Without the images, write out the whole listing exactly.
>>>
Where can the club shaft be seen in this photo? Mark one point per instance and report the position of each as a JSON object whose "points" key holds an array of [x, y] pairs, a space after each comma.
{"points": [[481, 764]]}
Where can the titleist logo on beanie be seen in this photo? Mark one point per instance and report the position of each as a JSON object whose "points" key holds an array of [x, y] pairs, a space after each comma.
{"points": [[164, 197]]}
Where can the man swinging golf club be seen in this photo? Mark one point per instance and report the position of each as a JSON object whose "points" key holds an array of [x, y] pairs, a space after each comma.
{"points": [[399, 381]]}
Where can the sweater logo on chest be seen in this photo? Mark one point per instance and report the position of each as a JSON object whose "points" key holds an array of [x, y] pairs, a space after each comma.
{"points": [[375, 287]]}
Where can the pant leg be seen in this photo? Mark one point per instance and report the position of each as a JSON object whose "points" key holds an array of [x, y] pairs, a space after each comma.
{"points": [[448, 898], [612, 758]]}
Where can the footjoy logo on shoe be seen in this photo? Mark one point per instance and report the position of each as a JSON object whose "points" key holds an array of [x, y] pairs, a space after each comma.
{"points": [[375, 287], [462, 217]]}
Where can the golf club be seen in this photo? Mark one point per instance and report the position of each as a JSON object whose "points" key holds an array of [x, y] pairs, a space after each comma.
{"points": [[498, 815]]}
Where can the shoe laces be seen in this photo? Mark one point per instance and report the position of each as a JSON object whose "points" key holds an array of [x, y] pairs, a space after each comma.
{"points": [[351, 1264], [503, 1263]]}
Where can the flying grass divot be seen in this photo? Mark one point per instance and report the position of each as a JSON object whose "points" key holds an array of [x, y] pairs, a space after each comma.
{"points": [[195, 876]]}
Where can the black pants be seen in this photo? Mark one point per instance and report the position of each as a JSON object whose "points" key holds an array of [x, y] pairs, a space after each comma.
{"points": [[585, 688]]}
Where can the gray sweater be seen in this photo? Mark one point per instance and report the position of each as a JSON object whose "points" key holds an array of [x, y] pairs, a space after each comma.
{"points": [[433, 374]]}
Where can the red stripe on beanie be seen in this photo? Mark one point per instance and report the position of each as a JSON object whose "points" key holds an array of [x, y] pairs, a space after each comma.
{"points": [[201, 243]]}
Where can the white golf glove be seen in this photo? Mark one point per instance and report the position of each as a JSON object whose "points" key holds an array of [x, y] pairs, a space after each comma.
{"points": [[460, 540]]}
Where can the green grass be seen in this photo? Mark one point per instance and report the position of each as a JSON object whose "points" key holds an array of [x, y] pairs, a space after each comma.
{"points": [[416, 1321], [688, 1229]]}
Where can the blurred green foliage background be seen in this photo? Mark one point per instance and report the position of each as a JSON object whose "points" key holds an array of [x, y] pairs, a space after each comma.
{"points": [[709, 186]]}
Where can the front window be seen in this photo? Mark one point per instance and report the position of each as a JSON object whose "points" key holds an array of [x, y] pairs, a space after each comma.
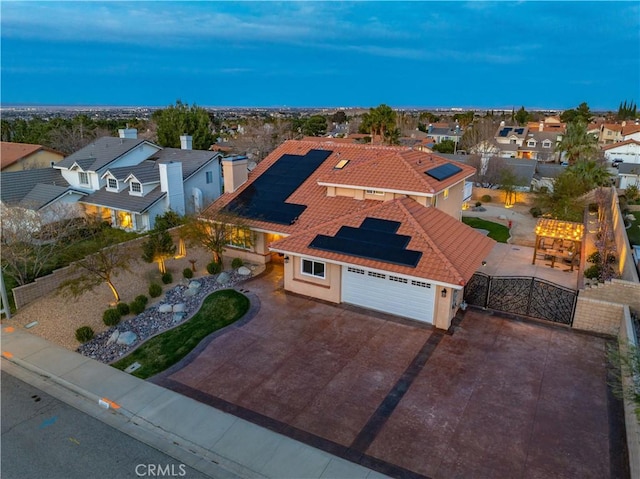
{"points": [[313, 268], [239, 237]]}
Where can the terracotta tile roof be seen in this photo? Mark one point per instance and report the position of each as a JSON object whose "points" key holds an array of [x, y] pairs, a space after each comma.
{"points": [[12, 152], [451, 251], [394, 162], [621, 143]]}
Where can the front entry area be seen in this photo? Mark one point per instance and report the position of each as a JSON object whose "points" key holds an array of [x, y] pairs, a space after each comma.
{"points": [[388, 293]]}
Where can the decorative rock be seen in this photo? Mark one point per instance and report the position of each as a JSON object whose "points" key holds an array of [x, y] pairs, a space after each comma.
<<<
### Answer for this exercise
Where can the club shaft be seen in this photo? Mark one point per instance and report the position of each as a JSON object whose "points" key holds an array of [x, y] pairs, a space after each comma.
{"points": [[481, 764]]}
Where can the titleist logo on beanie be seen in this photo? Mark one point per instance and report the position of each as a JSON object whose "points" key holds an array of [x, y] pairs, a space after each comma.
{"points": [[164, 197]]}
Where can the man swinging golf club be seen in this photo? Mark one point per instance and report the position of each as a JSON object whose "points" key holds an array of [x, y] pairs, a space after each comma.
{"points": [[399, 381]]}
Where can the sweater logo on chest be seen in this photo? Mark one point per instance and report the position of each as a JSON object whose "points" key holds an array of [x, y] pairs, a space after each comma.
{"points": [[375, 287]]}
Where can the pant leg be seen in this photo? Mark one point per instance and report the position of each as a JSON object whose "points" key holds an array of [x, y] pairs, a space after each comma.
{"points": [[448, 898], [612, 758]]}
Where can the footjoy logo on shoe be seen in this photo? Mark one point per instance and report the position of each as a JSON object whose "points" key holds an array of [x, y] pairs, a space after each comma.
{"points": [[375, 287], [462, 217]]}
Where can the golf club be seen in this photo? Mark one point per instance and report the position of each as a JSON object whose "points" key holds an array of [x, y] pairs, a space after each comma.
{"points": [[498, 815]]}
Where can the shoe laces be seen in this photo? Mark one point per instance and report the position of each as a JSON object whose "points" key holds an array of [x, y] pairs, a space after each comma.
{"points": [[351, 1264], [503, 1263]]}
Where can the flying grass divot be seen in this photo? Mark one point per instance and report the position of each as a JSON object whose "points" key holds an array of [x, y] pairs, a space after each comma.
{"points": [[195, 876]]}
Where can the black pants be seen in this photo? Mark one point per instance and report the position of each as a JSON object whose "points" key holds an array of [x, y] pairs, a space after each comma.
{"points": [[585, 688]]}
Where can the gray sweater be seen in this photo? Mark one point per instance and report the position of each as a JSON object whose "points" key holds an array of [x, y] pairs, a space after each comma.
{"points": [[433, 374]]}
Where can the red stripe on beanie be seen in this photo? Mark one point per instance and report the position of each as a JSON object whose "points" key holds an array of [x, y] pairs, a space after each comma.
{"points": [[201, 243]]}
Where can the white golf glove be seen in this photo? Mark one point per instance and report the position of each as a JSON object whose "points" key holds an array of [x, y] pairs, a space after each comma.
{"points": [[460, 540]]}
Where can the green grass be seen in this photo? Mark one point per instance and report the position of each as a JSON object whose "points" key holds an array of [x, y] pairs, a space after each comma.
{"points": [[416, 1321], [688, 1229]]}
Where can the blurred green foliage background be seen in this photo? Mark one point per instance and report the position of each as a JSON object whose "points" key holds an array of [x, y] pairs, a space after each comma.
{"points": [[709, 186]]}
Where can the front window be seen in this photo? Mark one point per instance and report the position of each as a JSON object whose "points" key holds an array of [x, y] pairs, a space after each comma.
{"points": [[313, 268], [239, 237]]}
Where can the terracotta tile roof be seen in this photo? Mark one point per instance and report the position of each as a JSON object whose "points" key holds an array of [x, y] pairs, a space after each comma.
{"points": [[12, 152], [451, 251], [394, 162], [621, 143]]}
Where can the front entry area be seen in this photo? Mark one point per instance and report the position of each as a JSON object whose "points" key holds an array of [x, y] pairs, a space after each comma.
{"points": [[388, 293]]}
Where can the decorative rock be seen in this photo? Mark one point per instance and report the position of each as a JSON object whose "points" key holds an array of [x, y] pairs, a space after each comma.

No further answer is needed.